**REQUISITOS DEL PROBLEMA**. Prosigue el texto sobre Goya y su autorretrato de 1815 a partir de su última oración.

**EXTRACTO SELECCIONADO**.
Cultura

Goya por sí mismo

Pedro de la Hoz

En apenas 45 centímetros de alto y 35 de ancho, el artista se vio a sí mismo más allá de los rasgos físicos de un hombre que a la sazón había cumplido 69 años de edad. Mucho había pasado el individuo y hasta cierto punto ha atemperado sus ímpetus, al menos en lo que compete a su actuación pública. Tiempo después, a la altura de 1819, se retira a un sitio campestre, cerca del río Manzanares, al que vecinos y amigos llamaron la Quinta del Sordo, en alusión a la agudizada pérdida del sentido del oído padecida por el propietario. Lleva consigo algunas obras, entre ellas este autorretrato fechado en 1815. Su autor es, sin lugar a duda, uno de los artistas más famosos de todos los tiempos y ya entonces celebrado por sus contemporáneos, el español Francisco de Goya y Lucientes.

En la Quinta sigue pintando. Es la época de las llamadas pinturas negras, de paleta reducida y concentrada en ocres, tierras, grises y negros; con solo algún blanco luminoso en las vestimentas de las figuras, y de vez en cuando un detalle verde en el paisaje, y esa sobriedad se advierte en las obras que ha traído consigo.

**BLOQUE DE DATOS**.

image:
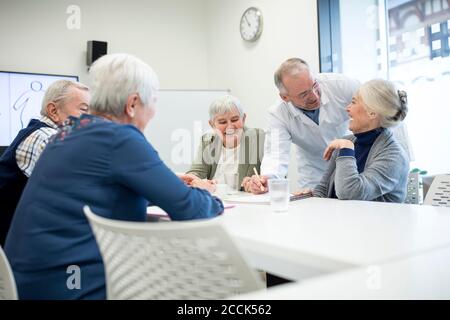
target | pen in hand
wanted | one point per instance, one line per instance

**RESPUESTA ESCRITA**.
Autorretratarse fue práctica usual en su carrera. En 1815 lo hizo dos veces. Son muy parecidas ambas composiciones. Una fue a parar a la Academia de San Fernando; es un Goya ligeramente sonriente, con la cabeza más inclinada y expresión diríase positiva. El otro, perteneciente a la colección del Museo del Prado, rezuma un matiz dramático, de un drama que va por dentro, más bien la resignación de un ser fatigado en la carne y el espíritu.

La ficha del Museo del Prado califica la obra como un cuadro absolutamente moderno, en el que la luz enfoca el rostro y no distrae al espectador con detalles superfluos. Se evoca una ilusión tormentosa, romántica en ese espacio neutro, por encima de la cabeza y el revuelto peinado del artista. Varios estudiosos han establecido analogías con las figuras de pesadilla que surgen de su figura del grabado número 43 de la serie de Los caprichos o con el autorretrato a la tinta y aguada de 1800, en el que la barba y las patillas se funden con la pelambre que corona su testa.

Este es el Goya que tengo ante mí en una pared privilegiada del Museo Nacional de Bellas Artes de La Habana, cedido en préstamo por el Prado durante un mes –puede verse hasta el 15 de diciembre– con motivo de la reciente visita de los reyes de España a la capital cubana, a tenor con la conmemoración de los 500 años del emplazamiento de la ciudad en su locación definitiva.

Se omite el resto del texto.